=== Exercícios propostos ===
1 - Reproduza textualmente o trecho do acórdão que se inicia com as palavras "Acórdãos STA" e termina em "Director-Geral dos impostos.".
2 - Selecione e transcreva todas as linhas da listagem em que figure a palavra "vase".

=== Excerto selecionado ===

================

Acórdãos STA

Acórdão do Supremo Tribunal Administrativo
Processo:0935/13
Data do Acordão:07/02/2014
Tribunal:2 SECÇÃO
Relator:ISABEL MARQUES DA SILVA
Descritores:IMPUGNAÇÃO JUDICIAL
TEMPESTIVIDADE
NULIDADE
NOTIFICAÇÃO
Sumário:I - Não é nula, nos termos do actual n.º 12 do artigo 39.º do CPPT, a notificação de acto de indeferimento no qual se identifica o seu autor e em que não há menção de ter sido praticado no uso de (então inexistente) delegação ou subdelegação de competências, ainda que a competência para a sua prática coubesse ao Ministro das Finanças e tenha sido praticado pelo Director-Geral dos impostos.
II - A falta de competências para a prática do acto fere-o de anulabilidade, encontrando-se tal vício sanado, ab initio mercê da retroacção de efeitos da ratificação praticada pelo órgão competente, e daí que a impugnação judicial que o tenha como objecto não pudesse ser deduzida a todo o tempo (artigo 102.º n.º 3 do CPPT).

================

=== Dados armazenados ===
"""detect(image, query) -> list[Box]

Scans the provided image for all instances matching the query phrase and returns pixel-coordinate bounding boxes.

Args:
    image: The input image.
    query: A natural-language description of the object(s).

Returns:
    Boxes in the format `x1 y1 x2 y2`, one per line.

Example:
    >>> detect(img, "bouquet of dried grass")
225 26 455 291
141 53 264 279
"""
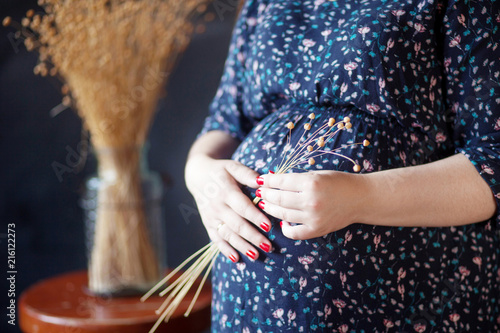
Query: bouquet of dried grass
3 0 208 294
142 113 370 333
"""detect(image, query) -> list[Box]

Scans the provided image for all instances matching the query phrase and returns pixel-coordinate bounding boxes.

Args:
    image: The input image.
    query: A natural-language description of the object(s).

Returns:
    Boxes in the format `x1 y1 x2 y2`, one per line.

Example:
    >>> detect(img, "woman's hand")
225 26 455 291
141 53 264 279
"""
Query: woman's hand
185 154 272 262
257 171 363 239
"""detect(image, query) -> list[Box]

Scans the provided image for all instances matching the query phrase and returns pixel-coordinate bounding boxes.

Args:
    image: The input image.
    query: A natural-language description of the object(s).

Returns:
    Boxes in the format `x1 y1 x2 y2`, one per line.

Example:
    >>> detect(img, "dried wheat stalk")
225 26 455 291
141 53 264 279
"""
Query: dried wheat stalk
3 0 213 294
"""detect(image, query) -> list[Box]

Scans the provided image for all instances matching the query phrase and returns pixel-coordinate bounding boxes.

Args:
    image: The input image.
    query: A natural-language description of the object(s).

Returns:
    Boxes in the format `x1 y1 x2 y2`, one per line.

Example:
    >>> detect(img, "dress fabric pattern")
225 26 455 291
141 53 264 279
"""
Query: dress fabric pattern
203 0 500 333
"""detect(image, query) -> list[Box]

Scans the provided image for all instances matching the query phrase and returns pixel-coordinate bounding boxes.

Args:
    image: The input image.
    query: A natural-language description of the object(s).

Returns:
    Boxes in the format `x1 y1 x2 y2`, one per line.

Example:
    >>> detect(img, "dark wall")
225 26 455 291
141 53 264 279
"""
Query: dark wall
0 0 236 332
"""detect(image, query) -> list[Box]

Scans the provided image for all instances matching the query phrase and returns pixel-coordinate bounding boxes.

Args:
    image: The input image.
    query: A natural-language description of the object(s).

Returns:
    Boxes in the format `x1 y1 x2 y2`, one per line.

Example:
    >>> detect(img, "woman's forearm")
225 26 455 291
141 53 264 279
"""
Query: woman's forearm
359 154 496 227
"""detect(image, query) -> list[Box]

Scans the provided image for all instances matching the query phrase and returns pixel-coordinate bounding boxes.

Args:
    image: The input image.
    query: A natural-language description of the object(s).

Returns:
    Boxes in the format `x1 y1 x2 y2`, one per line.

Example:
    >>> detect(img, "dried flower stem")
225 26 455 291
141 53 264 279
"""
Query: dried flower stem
141 243 220 333
7 0 208 294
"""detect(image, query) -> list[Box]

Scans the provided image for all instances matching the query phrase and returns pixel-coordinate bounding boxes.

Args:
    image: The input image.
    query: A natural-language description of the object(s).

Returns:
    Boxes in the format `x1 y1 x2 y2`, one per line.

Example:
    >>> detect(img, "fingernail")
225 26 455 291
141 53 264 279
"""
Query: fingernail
259 200 266 209
246 250 257 260
259 243 271 253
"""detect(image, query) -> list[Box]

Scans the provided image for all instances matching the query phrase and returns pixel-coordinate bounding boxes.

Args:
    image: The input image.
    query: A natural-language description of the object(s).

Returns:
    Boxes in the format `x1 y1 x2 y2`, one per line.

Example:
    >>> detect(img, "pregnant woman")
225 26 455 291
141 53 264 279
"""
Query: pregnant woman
186 0 500 333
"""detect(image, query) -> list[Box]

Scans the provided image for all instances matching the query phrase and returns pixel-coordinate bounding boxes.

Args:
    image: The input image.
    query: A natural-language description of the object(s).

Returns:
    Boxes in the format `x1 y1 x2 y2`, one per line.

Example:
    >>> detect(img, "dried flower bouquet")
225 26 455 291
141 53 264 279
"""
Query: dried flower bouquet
3 0 208 294
142 113 370 333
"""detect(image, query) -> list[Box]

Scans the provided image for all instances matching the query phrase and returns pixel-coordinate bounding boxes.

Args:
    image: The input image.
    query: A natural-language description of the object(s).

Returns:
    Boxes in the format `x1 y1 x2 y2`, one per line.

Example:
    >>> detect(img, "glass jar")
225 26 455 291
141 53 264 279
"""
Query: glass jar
81 147 166 296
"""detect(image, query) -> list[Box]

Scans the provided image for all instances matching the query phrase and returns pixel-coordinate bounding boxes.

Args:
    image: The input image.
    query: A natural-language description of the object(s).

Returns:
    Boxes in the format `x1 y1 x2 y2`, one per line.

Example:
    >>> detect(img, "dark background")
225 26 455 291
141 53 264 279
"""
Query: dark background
0 0 237 332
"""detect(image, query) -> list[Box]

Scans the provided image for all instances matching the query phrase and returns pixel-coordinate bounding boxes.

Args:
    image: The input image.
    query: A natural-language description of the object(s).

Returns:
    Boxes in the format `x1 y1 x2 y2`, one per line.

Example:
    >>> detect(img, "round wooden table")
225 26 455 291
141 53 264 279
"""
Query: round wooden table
19 271 211 333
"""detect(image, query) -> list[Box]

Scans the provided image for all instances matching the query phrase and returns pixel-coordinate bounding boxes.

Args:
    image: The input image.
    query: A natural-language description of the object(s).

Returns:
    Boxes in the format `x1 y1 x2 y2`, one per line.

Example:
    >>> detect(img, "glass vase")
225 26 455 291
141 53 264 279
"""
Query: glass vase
82 147 166 296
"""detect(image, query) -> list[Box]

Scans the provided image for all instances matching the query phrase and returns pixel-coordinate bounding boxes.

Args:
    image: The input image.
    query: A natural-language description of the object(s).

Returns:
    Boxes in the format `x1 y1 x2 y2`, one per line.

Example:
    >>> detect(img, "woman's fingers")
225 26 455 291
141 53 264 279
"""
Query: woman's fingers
208 222 239 262
226 188 271 232
213 207 272 260
255 173 309 192
255 187 307 209
258 200 305 223
281 221 318 240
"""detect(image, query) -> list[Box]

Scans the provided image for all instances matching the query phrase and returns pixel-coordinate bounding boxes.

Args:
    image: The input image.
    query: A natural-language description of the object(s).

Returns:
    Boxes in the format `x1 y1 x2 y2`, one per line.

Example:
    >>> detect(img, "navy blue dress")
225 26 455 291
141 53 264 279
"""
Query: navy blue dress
203 0 500 333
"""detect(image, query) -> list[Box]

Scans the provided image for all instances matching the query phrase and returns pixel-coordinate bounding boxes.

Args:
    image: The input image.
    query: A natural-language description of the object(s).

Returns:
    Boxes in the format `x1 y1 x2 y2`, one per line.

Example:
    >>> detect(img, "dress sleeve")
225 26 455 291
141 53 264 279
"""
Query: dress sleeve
200 1 254 141
443 0 500 222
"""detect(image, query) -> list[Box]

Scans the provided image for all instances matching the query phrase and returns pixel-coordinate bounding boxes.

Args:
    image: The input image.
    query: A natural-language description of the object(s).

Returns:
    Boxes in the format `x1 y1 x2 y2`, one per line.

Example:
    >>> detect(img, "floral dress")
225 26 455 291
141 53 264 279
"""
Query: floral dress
199 0 500 333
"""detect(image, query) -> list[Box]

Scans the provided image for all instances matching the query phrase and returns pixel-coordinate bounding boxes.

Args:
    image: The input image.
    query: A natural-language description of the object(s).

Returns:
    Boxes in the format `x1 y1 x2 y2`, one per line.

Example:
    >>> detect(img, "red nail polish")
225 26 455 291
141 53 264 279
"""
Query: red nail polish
259 243 271 253
246 250 257 260
259 200 266 209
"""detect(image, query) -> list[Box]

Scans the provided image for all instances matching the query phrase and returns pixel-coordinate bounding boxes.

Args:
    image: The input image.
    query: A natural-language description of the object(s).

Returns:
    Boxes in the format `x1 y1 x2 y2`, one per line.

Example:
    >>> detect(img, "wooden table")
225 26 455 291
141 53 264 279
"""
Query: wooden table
19 271 211 333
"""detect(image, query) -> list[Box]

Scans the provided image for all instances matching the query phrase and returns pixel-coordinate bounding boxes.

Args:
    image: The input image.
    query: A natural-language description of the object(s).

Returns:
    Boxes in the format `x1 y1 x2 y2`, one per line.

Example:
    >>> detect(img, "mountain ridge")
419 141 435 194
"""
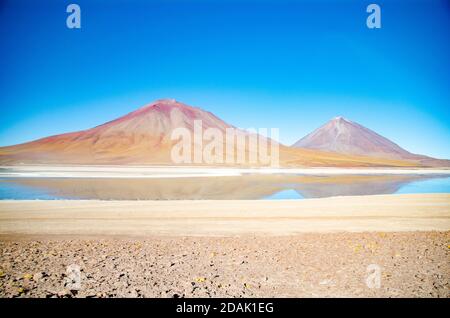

================

=== Soluções detalhadas ===
1 -
Acórdãos STA

Acórdão do Supremo Tribunal Administrativo
Processo:0935/13
Data do Acordão:07/02/2014
Tribunal:2 SECÇÃO
Relator:ISABEL MARQUES DA SILVA
Descritores:IMPUGNAÇÃO JUDICIAL
TEMPESTIVIDADE
NULIDADE
NOTIFICAÇÃO
Sumário:I - Não é nula, nos termos do actual n.º 12 do artigo 39.º do CPPT, a notificação de acto de indeferimento no qual se identifica o seu autor e em que não há menção de ter sido praticado no uso de (então inexistente) delegação ou subdelegação de competências, ainda que a competência para a sua prática coubesse ao Ministro das Finanças e tenha sido praticado pelo Director-Geral dos impostos.

2 -
    >>> detect(img, "glass vase")
Query: glass vase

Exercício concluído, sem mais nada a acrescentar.